Your goal |
Please copy everything from "Read the white" down to "testing, visit preventcancer.org/early." in the Prevent Cancer Foundation post below, swapping "white paper" for "report".

Provided passage |
Published on September 3, 2021
The Prevent Cancer Foundation held its annual Advocacy Workshop on June 17. The event focused on a patient-centered approach to multi-cancer early detection (MCED) testing in support of the Foundation’s mission of saving lives across all populations through cancer prevention and early detection. Based on this event, the Foundation has released a new white paper, “A Patient-Centered Approach to Multi-Cancer Early Detection Testing: Post-event recap,” which explores MCED testing and various approaches to keep patients at the center of the conversation.
Read the white paper to learn more about patient-centered approaches to multi-cancer early detection testing. For more information on the Prevent Cancer Foundation’s ongoing work on MCED testing, visit preventcancer.org/early.
As COVID-19 continues to cause more serious illness and death in the U.S. among those who are not vaccinated, the Prevent Cancer Foundation, as part of the Cancer Leadership Council (CLC), has released a statement in support of mandated COVID-19 vaccination for health care professionals. A COVID-19 vaccination policy for health care professionals would protect the safety of patients and individuals who reside in long-term care facilities.

Excerpted data |
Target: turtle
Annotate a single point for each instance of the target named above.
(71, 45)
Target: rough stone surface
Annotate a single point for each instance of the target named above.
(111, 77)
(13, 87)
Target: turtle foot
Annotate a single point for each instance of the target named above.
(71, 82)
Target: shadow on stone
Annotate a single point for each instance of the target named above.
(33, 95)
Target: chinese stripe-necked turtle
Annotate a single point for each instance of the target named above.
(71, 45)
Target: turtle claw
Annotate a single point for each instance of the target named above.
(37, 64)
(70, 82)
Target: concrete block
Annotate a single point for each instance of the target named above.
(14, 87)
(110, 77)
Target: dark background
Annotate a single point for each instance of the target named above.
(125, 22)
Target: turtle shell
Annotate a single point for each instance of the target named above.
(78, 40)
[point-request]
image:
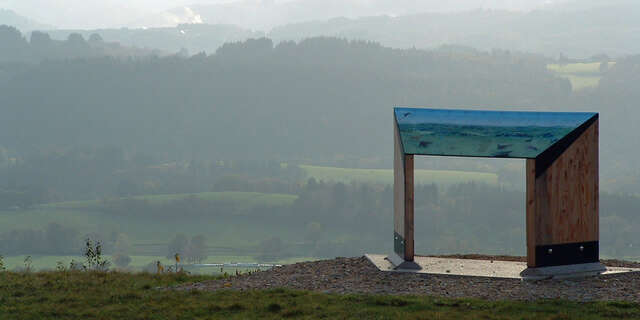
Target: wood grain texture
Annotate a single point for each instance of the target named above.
(408, 208)
(398, 182)
(563, 202)
(531, 211)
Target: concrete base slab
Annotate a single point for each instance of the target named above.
(568, 271)
(485, 268)
(399, 263)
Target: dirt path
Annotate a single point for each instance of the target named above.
(358, 275)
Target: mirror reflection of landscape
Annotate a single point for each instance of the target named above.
(497, 134)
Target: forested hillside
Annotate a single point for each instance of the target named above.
(577, 29)
(16, 49)
(164, 139)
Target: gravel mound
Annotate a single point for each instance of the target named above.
(358, 275)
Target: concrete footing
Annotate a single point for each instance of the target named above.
(488, 268)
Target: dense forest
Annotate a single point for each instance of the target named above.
(112, 129)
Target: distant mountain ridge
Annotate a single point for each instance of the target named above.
(10, 18)
(612, 29)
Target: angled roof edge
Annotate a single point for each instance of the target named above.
(490, 134)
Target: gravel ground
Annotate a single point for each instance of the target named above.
(358, 275)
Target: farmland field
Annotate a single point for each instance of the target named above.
(385, 176)
(581, 75)
(245, 199)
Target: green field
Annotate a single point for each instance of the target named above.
(113, 295)
(581, 75)
(385, 176)
(138, 263)
(144, 230)
(244, 200)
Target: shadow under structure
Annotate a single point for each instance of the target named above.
(562, 197)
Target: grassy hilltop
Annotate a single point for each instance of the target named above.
(113, 295)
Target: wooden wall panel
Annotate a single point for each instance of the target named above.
(563, 202)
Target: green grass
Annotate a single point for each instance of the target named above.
(385, 176)
(49, 262)
(88, 295)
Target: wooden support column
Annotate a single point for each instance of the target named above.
(408, 208)
(403, 245)
(563, 202)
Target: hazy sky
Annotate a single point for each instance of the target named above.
(257, 14)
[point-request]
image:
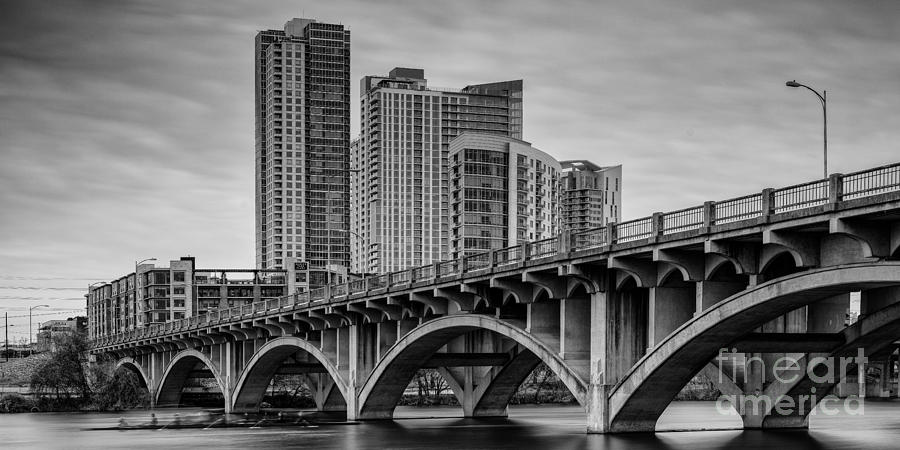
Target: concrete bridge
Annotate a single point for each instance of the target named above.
(625, 315)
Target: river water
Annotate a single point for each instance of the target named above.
(553, 427)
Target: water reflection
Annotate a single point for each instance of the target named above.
(527, 427)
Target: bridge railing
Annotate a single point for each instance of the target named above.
(683, 220)
(542, 249)
(736, 209)
(633, 230)
(879, 180)
(836, 188)
(594, 237)
(800, 196)
(423, 273)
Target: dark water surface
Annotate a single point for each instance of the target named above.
(553, 427)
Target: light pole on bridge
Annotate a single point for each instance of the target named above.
(823, 99)
(30, 331)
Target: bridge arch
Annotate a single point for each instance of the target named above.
(873, 333)
(390, 377)
(130, 364)
(640, 397)
(255, 377)
(178, 371)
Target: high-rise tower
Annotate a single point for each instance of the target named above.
(400, 199)
(303, 149)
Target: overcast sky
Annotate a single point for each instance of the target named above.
(126, 128)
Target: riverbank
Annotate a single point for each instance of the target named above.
(443, 427)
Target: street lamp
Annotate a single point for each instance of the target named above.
(30, 341)
(6, 345)
(823, 100)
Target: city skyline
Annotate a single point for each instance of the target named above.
(675, 105)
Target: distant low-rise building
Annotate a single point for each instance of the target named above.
(181, 290)
(50, 331)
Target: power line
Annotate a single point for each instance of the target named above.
(11, 277)
(44, 288)
(64, 311)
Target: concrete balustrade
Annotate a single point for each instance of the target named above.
(625, 315)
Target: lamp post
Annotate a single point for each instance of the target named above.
(6, 344)
(30, 340)
(823, 99)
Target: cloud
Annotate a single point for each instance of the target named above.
(126, 128)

Worked solution |
Read the report to learn more about patient-centered approaches to multi-cancer early detection testing. For more information on the Prevent Cancer Foundation’s ongoing work on MCED testing, visit preventcancer.org/early.